# Direction
Resume the passage below on the chemical properties of the alkali metals, starting right after its last sentence.

10.1.6 Chemical Properties
The alkali metals are highly reactive due to their large size and low ionization enthalpy. The reactivity of these metals increases down the group.
1-Reactivity towards air: The alkali metals tarnish in dry air due to the formation of their oxides which in turn react with moisture to form hydroxides. They burn vigorously in oxygen forming oxides. Lithium forms monoxide, sodium forms peroxide, the other metals form superoxides. The superoxide O2– ion is stable only in the presence of large cations such as K, Rb, Cs.
4Li + O2 → 2Li2O (Oxide)
2Na + O2 →Na2O2 (peroxide)
M + O2 → MO2 (superoxide) (M= K, Rb, Cs)
In all these oxides the oxidation state of the alkali metal is +1. Lithium shows exceptional behaviour in reacting directly with nitrogen of air to form the nitride, Li3N as well.

# Listed entries
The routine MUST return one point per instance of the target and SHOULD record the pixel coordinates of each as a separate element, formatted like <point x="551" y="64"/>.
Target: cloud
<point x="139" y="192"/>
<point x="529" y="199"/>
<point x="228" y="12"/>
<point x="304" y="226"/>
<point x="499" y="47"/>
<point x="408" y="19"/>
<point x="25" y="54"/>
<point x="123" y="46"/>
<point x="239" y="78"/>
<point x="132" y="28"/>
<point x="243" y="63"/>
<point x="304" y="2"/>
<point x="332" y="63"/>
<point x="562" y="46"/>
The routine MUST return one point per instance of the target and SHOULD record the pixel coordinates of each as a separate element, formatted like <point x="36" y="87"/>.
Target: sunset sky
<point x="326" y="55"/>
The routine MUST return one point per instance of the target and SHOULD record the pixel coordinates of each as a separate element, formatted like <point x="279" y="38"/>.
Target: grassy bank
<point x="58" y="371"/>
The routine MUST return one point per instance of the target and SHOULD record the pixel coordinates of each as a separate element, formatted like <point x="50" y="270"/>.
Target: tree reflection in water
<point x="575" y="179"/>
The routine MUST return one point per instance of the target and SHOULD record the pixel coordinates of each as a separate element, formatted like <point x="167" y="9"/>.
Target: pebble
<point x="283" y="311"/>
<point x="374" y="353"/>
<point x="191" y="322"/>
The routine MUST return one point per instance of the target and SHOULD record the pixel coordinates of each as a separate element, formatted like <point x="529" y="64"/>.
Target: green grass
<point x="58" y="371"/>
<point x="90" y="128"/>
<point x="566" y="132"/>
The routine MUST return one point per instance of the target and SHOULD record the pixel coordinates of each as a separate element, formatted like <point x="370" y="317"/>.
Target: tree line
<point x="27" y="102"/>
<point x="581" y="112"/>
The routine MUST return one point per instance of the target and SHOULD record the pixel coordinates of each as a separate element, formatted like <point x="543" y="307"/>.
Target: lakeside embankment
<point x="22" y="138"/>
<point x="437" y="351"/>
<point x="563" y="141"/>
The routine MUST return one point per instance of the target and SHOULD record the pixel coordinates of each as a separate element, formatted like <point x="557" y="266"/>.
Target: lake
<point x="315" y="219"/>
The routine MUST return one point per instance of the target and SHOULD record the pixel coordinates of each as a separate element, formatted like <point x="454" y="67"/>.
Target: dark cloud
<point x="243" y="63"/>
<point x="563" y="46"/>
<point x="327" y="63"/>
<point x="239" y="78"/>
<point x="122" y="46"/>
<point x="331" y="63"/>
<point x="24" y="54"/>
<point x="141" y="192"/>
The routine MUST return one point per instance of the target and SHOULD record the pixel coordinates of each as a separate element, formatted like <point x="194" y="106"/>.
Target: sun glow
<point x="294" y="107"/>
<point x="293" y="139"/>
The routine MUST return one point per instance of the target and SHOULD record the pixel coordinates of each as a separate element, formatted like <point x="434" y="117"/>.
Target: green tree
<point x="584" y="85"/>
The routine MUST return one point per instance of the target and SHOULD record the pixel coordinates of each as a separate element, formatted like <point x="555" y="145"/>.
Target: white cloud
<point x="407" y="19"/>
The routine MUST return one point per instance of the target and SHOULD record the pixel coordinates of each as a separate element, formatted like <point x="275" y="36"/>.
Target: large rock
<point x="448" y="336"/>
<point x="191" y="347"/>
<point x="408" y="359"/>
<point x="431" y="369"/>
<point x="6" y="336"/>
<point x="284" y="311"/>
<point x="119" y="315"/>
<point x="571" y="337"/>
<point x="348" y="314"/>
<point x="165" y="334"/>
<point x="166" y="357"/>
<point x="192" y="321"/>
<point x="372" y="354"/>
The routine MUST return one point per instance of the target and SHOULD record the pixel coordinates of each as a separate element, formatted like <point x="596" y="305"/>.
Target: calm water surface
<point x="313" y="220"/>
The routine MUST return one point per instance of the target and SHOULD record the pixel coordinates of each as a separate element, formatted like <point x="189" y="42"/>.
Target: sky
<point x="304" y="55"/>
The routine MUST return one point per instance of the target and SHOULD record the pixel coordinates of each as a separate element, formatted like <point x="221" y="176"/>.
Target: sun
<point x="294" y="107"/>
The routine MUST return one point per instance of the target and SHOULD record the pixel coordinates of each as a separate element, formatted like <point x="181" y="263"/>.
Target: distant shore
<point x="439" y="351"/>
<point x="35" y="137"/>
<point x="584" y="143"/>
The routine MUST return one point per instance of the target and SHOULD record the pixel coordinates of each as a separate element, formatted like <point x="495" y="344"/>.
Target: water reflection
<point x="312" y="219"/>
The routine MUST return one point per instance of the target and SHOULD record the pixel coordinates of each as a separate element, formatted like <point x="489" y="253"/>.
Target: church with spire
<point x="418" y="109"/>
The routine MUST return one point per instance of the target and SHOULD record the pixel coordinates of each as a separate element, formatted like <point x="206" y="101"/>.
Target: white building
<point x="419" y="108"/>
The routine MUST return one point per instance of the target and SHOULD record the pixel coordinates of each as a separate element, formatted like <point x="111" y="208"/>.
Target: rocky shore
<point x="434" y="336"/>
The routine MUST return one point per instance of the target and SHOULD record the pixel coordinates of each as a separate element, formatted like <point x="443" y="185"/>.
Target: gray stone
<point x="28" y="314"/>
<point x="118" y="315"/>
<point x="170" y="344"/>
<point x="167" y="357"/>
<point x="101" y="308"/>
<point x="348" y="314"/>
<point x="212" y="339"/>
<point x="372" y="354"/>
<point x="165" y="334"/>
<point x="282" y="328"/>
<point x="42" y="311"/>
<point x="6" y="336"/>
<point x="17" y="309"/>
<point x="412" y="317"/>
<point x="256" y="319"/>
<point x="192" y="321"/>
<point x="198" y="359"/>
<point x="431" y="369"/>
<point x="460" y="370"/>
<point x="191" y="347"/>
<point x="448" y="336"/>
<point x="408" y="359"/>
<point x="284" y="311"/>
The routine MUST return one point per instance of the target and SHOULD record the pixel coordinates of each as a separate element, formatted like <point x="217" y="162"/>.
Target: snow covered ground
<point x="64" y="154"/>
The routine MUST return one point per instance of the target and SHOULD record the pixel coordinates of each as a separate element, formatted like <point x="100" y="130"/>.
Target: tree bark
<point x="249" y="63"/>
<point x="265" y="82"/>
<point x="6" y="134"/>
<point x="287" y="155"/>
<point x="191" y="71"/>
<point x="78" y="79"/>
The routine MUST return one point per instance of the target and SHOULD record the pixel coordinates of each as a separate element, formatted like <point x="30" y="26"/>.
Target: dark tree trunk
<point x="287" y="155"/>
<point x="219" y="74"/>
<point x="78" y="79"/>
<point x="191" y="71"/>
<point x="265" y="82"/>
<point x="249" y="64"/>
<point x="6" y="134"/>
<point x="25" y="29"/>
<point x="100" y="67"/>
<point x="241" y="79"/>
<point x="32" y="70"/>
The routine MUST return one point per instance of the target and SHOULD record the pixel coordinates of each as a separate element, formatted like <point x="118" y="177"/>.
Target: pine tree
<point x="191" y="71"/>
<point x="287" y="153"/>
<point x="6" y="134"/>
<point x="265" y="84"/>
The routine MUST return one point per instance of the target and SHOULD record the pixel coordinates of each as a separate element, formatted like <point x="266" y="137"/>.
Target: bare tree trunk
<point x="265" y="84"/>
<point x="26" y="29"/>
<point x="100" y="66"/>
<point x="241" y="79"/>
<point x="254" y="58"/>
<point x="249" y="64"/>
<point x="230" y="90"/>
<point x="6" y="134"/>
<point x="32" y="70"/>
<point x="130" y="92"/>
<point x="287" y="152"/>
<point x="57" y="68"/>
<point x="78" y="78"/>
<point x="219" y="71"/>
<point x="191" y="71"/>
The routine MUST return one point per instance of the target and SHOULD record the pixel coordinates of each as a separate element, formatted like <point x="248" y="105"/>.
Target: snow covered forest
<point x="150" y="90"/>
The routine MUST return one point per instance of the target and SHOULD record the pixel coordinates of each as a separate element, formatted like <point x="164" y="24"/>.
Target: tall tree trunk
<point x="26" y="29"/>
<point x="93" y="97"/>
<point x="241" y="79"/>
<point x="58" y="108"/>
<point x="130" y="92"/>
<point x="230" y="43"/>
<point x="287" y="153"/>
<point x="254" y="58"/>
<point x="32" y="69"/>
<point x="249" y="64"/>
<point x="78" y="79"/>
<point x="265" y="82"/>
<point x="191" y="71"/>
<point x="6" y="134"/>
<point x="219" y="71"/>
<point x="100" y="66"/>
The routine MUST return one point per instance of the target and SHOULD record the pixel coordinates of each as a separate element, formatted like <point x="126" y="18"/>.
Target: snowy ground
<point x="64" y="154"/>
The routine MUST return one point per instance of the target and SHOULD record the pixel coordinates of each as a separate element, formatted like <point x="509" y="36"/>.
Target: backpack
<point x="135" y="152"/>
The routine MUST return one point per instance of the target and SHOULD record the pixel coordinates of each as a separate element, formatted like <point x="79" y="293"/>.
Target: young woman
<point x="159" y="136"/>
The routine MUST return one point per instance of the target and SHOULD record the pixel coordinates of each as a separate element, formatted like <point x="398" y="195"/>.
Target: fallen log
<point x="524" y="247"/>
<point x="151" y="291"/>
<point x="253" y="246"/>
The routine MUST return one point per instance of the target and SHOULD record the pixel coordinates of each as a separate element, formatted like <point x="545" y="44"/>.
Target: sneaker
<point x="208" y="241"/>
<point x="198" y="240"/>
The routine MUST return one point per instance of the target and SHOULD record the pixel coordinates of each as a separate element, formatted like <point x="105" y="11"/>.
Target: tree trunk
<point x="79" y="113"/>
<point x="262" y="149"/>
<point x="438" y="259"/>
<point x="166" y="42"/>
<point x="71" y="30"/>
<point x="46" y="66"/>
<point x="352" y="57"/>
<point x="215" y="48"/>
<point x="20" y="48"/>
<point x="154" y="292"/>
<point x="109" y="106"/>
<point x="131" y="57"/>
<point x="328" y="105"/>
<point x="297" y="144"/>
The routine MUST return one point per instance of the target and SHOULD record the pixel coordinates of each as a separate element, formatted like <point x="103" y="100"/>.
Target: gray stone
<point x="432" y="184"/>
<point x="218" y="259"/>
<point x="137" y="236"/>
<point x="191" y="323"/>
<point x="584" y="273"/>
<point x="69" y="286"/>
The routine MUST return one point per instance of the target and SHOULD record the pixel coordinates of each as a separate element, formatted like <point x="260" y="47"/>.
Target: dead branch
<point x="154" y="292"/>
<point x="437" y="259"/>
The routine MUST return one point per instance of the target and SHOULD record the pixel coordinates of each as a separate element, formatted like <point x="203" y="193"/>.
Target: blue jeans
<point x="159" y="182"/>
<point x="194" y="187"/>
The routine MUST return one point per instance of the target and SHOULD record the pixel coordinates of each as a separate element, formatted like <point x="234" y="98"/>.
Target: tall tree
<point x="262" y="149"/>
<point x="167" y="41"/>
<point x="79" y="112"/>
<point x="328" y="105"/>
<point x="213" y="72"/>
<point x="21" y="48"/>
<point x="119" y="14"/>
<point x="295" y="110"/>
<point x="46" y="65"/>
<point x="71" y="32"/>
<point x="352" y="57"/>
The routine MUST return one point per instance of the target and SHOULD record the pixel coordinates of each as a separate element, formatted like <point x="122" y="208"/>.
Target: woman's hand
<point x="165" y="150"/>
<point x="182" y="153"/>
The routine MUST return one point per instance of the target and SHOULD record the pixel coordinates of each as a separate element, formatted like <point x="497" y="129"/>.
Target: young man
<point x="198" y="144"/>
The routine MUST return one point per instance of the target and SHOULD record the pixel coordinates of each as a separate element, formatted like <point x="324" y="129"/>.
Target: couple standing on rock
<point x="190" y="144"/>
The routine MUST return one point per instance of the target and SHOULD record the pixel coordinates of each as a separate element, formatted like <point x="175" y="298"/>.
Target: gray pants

# Response
Because of their high reactivity towards air and water, alkali metals are normally kept in kerosene oil.
2-Reactivity towards water: The alkali metals react with water to form hydroxide and dihydrogen.
2 M + 2H2O → 2M+ + 2OH- + H2 (M = an alkali metal)
It may be noted that although lithium has most negative E- value, its reaction with water is less vigorous than that of sodium which has the least negative E- value among the alkali metals.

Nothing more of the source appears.